#### [EXTRAIT DU DOCUMENT]
Un théâtre coup de poing, qui dérange et qui choque, et appuie sur les plaies. Un théâtre ouvertement politique, contrant les discours conventionnels, et qui tente de fournir au spectateur des éléments pour comprendre les temps troubles que vit l'Europe actuelle. Voici ce que propose Poli-kratos, présenté les 14 et 15 juin au Théâtre des Abbesses, dans le cadre des Chantiers d'Europe.

A l'heure où le naufrage de la Grèce est sur tous les écrans, où les médias s'offusquent, avec une vigueur bien-pensante, des dérives xénophobes et de la débâcle économique de tout un pays, le spectacle de la Compagnie Kanigunda se veut une mise en perspective documentée des événements. Retour sur l'histoire d'Athènes, cette ville-Etat symbole de la démocratie, et aujourd'hui de sa faillite. Six comédiens, à l'énergie incisive et à l'engagement total, racontent à tour de rôle les périodes qui ont façonné la ville, de l'Antiquité à la Deuxième Guerre mondiale, de la guerre civile à la dictature des colonels, jusqu'à l'hégémonie de trois grandes familles sur la vie politique des XXe et XXIe siècles, et leur impuissance à résoudre la crise.

#### [CONSIGNE A]
Veuillez relever chaque ligne des enregistrements qui contient le mot « bracelet ».

#### [DONNÉES FOURNIES]
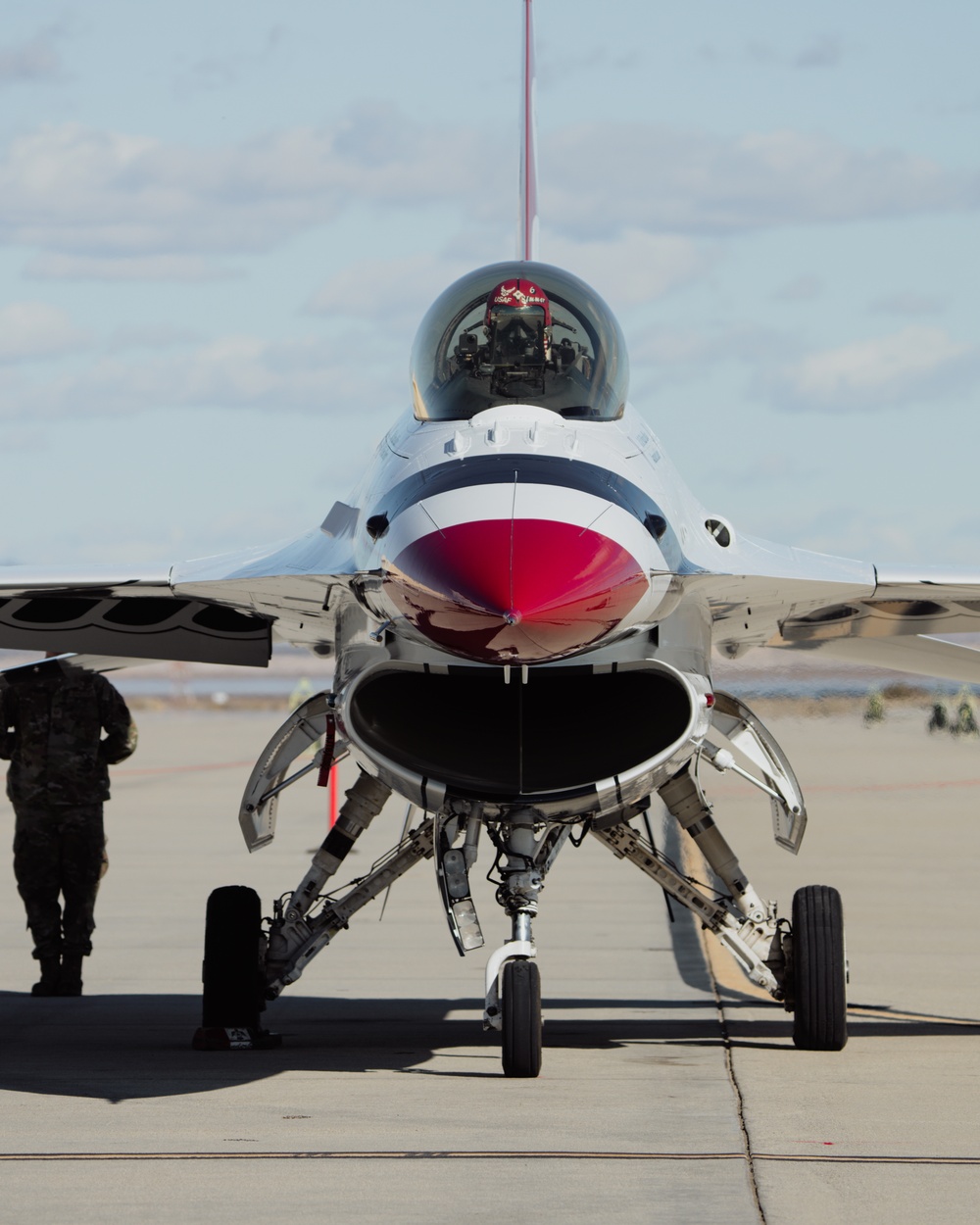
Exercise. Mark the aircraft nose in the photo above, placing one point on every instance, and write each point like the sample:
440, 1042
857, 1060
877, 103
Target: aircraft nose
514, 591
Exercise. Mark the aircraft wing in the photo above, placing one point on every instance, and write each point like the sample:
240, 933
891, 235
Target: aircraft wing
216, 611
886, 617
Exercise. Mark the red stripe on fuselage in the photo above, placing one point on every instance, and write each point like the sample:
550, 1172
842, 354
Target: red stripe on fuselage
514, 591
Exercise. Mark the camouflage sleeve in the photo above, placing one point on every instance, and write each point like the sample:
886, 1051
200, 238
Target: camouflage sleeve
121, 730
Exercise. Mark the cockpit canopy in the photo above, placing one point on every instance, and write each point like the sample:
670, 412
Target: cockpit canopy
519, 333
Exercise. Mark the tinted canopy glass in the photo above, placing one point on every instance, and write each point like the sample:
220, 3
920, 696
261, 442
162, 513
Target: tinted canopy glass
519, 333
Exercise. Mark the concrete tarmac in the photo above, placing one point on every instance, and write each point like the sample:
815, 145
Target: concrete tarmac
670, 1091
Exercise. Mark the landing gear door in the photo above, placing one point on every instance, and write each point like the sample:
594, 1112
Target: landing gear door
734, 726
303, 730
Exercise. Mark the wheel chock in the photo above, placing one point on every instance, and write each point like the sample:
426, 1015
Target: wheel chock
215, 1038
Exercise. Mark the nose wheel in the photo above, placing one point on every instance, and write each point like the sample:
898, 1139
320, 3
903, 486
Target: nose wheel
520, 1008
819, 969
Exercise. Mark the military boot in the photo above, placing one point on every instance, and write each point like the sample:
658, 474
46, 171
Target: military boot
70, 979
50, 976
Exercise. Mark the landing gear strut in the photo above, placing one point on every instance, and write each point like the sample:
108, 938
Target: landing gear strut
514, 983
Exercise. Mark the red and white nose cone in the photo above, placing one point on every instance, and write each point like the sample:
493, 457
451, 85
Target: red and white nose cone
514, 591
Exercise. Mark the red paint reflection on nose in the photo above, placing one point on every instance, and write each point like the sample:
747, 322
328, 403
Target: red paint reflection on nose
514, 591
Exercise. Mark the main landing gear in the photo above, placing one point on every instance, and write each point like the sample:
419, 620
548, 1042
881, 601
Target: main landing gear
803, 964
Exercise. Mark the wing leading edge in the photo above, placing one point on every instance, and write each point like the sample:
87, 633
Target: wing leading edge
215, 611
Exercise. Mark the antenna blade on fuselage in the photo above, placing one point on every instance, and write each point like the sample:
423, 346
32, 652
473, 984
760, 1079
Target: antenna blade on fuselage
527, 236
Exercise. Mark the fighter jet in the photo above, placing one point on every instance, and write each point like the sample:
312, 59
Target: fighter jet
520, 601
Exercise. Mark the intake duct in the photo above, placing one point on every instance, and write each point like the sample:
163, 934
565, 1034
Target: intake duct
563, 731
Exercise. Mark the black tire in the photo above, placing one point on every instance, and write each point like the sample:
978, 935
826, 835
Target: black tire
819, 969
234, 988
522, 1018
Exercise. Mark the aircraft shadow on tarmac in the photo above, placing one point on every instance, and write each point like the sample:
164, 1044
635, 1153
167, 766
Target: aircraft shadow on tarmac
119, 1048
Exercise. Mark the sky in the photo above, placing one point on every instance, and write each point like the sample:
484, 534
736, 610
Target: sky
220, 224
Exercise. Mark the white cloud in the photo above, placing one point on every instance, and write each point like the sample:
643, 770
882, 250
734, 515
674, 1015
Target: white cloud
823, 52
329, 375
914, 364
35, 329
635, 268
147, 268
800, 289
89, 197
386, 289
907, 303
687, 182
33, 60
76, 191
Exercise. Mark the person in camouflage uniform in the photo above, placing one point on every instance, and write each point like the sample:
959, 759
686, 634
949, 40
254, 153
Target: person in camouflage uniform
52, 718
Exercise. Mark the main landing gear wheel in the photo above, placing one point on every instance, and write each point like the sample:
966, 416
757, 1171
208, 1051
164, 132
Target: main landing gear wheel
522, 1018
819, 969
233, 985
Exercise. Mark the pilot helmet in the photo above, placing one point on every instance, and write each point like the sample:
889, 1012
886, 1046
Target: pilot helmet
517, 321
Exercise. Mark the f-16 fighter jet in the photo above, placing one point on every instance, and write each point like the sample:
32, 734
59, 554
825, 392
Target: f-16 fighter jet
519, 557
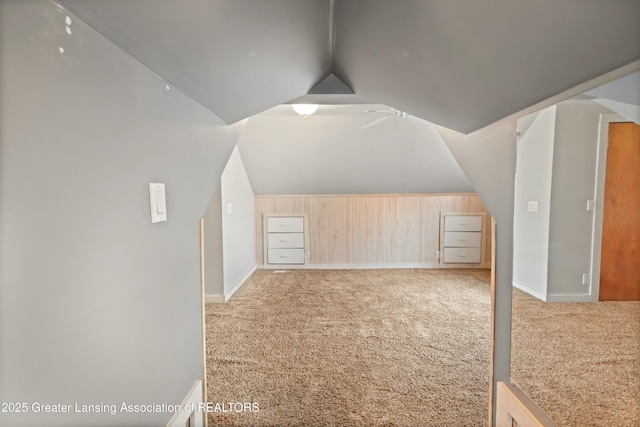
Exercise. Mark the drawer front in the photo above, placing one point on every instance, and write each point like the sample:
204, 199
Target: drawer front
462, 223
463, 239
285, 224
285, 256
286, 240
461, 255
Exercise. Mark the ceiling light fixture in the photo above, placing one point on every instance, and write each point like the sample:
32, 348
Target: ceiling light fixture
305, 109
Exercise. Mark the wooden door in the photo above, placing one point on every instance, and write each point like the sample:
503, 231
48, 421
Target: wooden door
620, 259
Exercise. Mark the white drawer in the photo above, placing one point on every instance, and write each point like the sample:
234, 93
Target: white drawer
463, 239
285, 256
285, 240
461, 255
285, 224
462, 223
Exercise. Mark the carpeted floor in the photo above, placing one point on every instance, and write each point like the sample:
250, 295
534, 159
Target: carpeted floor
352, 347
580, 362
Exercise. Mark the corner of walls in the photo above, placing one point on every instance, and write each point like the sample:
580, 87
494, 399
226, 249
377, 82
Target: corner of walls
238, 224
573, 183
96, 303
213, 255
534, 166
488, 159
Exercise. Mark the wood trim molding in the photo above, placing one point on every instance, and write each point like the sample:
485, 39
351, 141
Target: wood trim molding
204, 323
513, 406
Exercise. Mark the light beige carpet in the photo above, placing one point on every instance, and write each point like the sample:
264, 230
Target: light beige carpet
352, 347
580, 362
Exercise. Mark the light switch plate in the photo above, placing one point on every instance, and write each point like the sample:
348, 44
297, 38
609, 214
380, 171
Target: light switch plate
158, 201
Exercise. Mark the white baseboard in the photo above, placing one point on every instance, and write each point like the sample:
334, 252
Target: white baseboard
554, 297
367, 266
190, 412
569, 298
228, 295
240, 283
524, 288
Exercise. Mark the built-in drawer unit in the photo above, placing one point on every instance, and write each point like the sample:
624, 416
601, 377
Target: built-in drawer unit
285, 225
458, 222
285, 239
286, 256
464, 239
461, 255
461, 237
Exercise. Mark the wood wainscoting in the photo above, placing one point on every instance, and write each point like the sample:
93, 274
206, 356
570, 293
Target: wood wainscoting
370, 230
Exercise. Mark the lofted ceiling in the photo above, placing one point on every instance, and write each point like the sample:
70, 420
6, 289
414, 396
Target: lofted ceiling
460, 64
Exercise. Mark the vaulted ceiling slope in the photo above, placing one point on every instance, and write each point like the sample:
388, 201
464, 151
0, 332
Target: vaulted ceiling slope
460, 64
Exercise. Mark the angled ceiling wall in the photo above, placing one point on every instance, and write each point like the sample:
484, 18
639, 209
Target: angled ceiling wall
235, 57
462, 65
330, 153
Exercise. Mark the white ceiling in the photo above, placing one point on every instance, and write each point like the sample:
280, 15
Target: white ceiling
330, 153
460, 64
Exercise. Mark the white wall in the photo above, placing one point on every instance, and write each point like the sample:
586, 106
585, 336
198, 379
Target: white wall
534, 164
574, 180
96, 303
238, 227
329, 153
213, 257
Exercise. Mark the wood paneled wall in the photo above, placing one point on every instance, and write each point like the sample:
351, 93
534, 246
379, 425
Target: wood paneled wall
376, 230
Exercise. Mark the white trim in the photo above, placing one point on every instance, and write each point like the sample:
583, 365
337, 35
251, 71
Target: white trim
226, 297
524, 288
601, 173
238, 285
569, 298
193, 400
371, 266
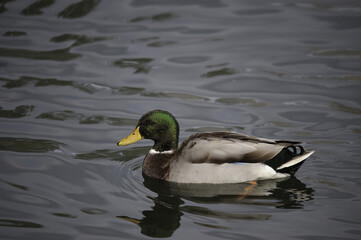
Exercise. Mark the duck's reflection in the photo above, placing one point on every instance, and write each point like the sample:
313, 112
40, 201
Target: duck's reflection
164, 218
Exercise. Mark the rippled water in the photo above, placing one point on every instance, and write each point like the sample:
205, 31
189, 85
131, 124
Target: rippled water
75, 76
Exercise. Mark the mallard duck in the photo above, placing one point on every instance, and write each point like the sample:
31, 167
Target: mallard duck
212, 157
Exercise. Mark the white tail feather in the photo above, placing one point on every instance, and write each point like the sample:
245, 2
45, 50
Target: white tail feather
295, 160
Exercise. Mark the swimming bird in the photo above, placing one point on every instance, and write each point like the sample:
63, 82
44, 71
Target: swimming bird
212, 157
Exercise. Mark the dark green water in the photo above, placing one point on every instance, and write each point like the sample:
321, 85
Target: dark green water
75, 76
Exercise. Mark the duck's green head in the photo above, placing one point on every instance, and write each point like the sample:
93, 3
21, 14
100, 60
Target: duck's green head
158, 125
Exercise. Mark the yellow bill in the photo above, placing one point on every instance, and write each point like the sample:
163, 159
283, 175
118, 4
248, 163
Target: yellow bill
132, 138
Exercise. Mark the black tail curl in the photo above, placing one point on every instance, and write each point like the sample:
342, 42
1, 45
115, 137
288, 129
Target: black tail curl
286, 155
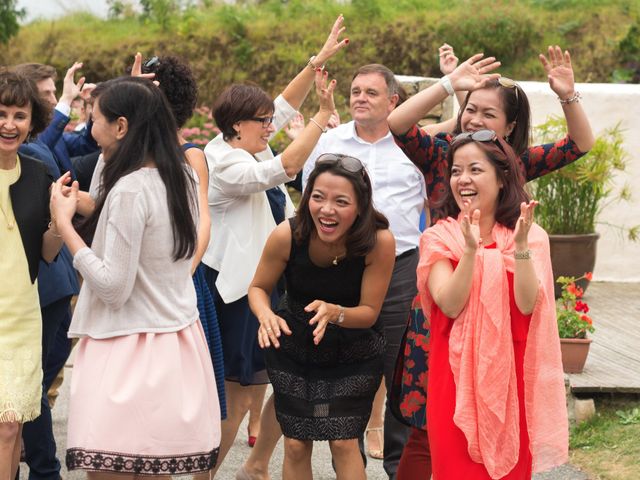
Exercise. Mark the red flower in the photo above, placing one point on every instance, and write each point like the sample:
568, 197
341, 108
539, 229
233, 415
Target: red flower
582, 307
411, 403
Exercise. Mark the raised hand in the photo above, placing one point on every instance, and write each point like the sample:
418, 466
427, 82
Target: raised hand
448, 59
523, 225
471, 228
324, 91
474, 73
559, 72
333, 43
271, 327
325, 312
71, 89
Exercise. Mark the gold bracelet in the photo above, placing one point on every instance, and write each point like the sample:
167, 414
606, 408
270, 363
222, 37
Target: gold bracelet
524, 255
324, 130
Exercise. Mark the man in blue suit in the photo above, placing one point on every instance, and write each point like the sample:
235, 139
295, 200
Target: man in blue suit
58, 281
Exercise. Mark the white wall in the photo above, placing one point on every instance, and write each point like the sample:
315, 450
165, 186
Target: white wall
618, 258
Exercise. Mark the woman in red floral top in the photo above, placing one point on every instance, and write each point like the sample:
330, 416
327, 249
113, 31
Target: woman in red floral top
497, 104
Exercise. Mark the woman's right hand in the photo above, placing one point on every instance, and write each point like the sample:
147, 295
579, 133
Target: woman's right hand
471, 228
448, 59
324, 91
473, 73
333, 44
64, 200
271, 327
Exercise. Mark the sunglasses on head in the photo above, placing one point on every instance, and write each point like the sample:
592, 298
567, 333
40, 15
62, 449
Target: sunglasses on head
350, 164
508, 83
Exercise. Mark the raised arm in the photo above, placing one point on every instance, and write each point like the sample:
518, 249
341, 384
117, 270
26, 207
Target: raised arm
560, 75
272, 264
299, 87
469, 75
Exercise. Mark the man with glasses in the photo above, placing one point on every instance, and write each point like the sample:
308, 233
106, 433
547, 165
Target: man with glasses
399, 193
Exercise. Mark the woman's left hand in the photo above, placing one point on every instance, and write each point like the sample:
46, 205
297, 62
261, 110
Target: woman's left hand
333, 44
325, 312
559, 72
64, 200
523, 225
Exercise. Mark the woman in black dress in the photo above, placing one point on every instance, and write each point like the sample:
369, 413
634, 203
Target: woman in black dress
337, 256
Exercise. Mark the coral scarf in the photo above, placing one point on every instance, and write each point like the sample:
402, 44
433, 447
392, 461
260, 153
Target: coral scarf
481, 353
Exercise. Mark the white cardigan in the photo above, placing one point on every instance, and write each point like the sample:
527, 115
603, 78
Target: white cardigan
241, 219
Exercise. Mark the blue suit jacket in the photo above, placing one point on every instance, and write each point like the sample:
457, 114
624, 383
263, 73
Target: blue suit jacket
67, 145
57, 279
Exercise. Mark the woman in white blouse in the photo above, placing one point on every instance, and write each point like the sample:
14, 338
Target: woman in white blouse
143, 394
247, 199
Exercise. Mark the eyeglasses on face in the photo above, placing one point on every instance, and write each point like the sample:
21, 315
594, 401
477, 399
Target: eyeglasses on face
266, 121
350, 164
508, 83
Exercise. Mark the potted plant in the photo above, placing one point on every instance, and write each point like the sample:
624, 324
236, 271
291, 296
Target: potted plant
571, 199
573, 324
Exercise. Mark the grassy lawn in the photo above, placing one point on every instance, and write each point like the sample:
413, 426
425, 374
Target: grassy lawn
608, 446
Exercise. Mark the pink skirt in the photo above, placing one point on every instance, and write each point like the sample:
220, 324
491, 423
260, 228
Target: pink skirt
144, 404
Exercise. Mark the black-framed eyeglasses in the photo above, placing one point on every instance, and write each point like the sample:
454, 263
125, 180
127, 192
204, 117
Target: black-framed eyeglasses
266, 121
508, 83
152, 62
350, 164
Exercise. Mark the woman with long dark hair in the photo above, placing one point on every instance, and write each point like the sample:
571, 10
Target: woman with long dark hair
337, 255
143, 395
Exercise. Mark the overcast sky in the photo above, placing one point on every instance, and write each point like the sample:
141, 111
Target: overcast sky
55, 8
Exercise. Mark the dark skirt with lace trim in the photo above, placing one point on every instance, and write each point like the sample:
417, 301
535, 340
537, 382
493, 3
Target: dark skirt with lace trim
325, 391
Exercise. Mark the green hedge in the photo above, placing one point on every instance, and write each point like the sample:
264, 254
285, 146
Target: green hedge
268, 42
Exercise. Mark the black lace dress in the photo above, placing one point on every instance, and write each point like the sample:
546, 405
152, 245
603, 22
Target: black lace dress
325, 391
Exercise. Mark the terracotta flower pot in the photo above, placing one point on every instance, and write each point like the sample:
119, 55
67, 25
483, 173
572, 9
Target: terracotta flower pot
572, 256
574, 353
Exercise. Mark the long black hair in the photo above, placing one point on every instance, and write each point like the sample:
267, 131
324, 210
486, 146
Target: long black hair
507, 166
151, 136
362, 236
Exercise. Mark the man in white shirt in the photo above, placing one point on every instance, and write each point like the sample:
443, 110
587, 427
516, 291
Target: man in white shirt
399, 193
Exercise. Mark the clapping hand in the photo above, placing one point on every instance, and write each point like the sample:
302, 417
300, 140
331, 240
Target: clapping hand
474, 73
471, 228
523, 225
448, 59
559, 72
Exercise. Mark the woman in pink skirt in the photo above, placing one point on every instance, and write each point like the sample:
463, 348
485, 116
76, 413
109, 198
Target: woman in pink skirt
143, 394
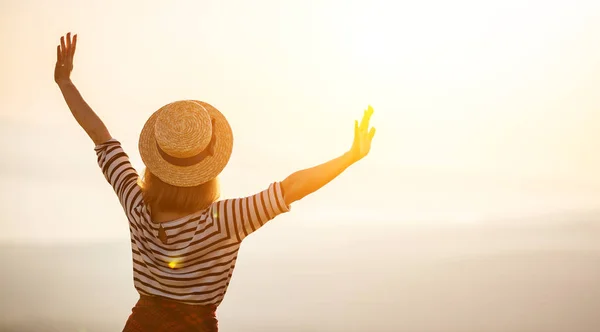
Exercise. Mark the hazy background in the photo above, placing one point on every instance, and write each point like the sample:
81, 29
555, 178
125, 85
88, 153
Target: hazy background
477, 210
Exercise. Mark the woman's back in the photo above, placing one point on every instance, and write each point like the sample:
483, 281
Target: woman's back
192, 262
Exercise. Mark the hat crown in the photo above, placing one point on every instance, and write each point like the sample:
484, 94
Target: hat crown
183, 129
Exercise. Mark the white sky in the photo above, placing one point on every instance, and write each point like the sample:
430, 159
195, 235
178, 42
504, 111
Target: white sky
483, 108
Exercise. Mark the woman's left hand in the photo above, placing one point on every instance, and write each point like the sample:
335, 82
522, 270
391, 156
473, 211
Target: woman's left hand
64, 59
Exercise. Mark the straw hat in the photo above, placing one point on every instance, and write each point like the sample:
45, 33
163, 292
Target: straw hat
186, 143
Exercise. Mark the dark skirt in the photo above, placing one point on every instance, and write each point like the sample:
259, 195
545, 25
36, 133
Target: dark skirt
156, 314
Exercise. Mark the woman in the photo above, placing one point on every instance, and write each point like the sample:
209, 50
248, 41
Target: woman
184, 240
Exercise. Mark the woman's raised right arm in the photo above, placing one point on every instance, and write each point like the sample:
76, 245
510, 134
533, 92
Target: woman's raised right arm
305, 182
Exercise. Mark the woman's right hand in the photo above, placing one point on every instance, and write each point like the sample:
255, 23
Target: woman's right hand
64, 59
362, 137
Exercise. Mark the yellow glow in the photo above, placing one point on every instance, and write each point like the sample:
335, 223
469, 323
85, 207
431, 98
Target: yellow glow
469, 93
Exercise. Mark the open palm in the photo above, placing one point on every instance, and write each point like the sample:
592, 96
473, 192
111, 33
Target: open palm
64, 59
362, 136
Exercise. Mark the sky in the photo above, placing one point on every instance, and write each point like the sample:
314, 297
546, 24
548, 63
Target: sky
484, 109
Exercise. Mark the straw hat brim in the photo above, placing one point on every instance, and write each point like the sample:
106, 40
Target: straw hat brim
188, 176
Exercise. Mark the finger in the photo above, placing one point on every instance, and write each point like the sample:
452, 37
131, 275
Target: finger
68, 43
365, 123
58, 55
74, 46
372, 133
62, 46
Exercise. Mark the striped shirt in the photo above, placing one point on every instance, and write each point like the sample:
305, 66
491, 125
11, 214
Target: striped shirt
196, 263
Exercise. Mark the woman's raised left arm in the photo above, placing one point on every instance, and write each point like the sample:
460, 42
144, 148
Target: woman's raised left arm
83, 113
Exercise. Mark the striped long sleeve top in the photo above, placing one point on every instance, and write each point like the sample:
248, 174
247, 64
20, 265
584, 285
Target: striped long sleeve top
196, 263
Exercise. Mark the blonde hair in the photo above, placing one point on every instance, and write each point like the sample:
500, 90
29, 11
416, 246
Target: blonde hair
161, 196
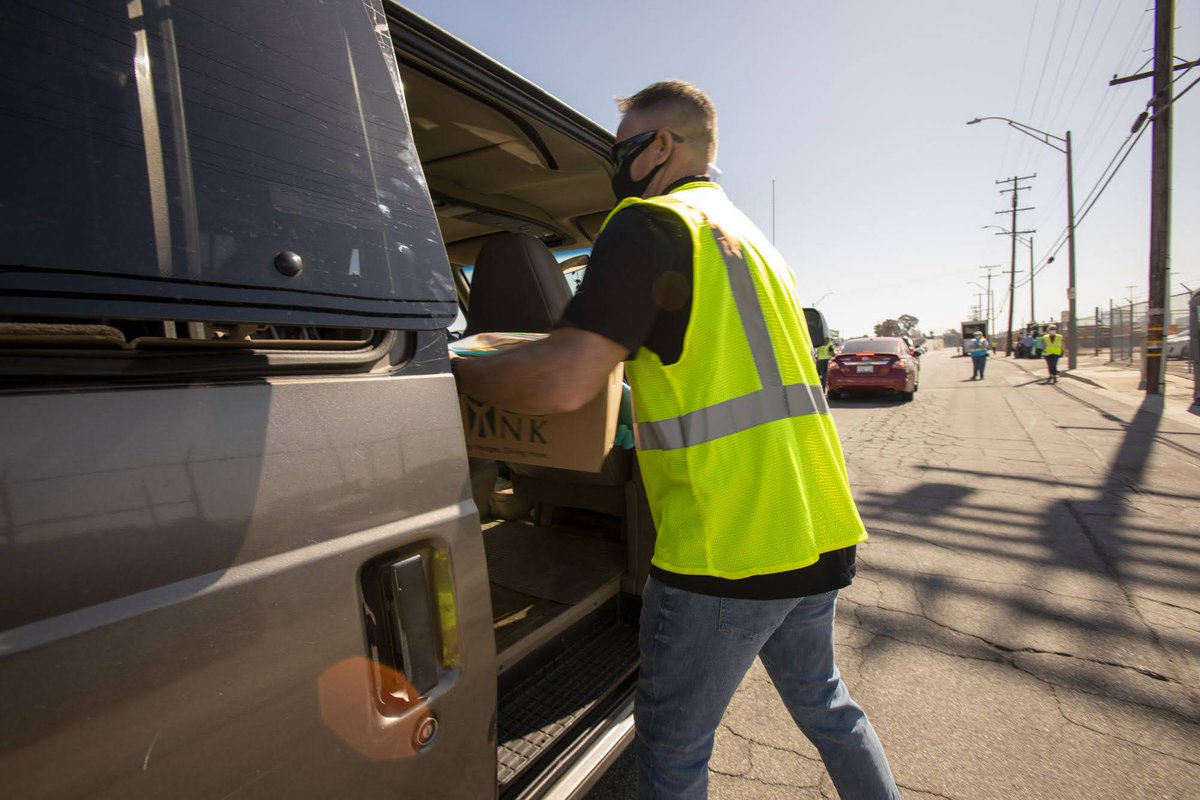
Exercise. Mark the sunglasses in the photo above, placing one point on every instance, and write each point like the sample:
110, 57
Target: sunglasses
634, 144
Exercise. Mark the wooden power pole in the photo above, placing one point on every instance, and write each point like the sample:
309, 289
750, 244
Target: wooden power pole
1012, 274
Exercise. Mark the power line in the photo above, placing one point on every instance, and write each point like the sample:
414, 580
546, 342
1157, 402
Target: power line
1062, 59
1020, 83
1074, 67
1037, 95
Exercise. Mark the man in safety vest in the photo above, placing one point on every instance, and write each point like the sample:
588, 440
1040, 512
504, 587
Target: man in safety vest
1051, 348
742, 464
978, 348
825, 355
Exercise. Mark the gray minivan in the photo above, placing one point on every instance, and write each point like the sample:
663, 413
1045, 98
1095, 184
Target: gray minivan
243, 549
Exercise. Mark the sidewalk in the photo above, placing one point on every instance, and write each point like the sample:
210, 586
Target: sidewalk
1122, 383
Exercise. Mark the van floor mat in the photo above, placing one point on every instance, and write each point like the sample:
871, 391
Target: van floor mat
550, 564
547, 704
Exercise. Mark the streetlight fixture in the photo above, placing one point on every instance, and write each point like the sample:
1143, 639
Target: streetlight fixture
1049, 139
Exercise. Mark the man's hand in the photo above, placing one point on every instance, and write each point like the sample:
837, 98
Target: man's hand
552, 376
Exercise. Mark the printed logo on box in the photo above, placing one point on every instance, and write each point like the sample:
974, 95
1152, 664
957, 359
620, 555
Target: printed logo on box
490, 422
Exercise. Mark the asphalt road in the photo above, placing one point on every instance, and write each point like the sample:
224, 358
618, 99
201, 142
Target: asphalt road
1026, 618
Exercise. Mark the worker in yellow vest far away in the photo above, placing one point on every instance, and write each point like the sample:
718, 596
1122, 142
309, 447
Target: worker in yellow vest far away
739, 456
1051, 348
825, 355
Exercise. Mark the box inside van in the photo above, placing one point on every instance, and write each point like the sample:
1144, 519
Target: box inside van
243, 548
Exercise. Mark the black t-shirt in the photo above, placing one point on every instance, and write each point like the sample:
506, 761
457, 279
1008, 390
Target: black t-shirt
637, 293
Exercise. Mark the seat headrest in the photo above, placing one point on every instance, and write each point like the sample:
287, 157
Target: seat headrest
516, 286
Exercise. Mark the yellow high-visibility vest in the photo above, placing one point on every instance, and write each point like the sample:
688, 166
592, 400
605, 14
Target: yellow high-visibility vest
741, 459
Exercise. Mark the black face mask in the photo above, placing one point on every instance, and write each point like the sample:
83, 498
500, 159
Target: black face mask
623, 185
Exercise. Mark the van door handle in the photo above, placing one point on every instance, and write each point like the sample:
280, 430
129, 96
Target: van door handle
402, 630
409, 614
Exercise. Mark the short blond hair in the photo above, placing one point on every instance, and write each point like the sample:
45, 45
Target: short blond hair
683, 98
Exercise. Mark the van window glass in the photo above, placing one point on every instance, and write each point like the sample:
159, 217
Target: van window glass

#### [CONSIGNE B]
Répondez brièvement à ces questions sur l'extrait du document consacré à Poli-kratos :
(i) À quelles dates le spectacle est-il présenté ?
(ii) Quelle compagnie le propose ?
(iii) Combien de comédiens y racontent l'histoire d'Athènes ?

#### [RÉPONSE A]
Exercise. Mark the gold bracelet in the photo above, placing one point on every instance, and write each point like the sample:
Target: gold bracelet

#### [RÉPONSE B]
(i) Les 14 et 15 juin.
(ii) La Compagnie Kanigunda.
(iii) Six.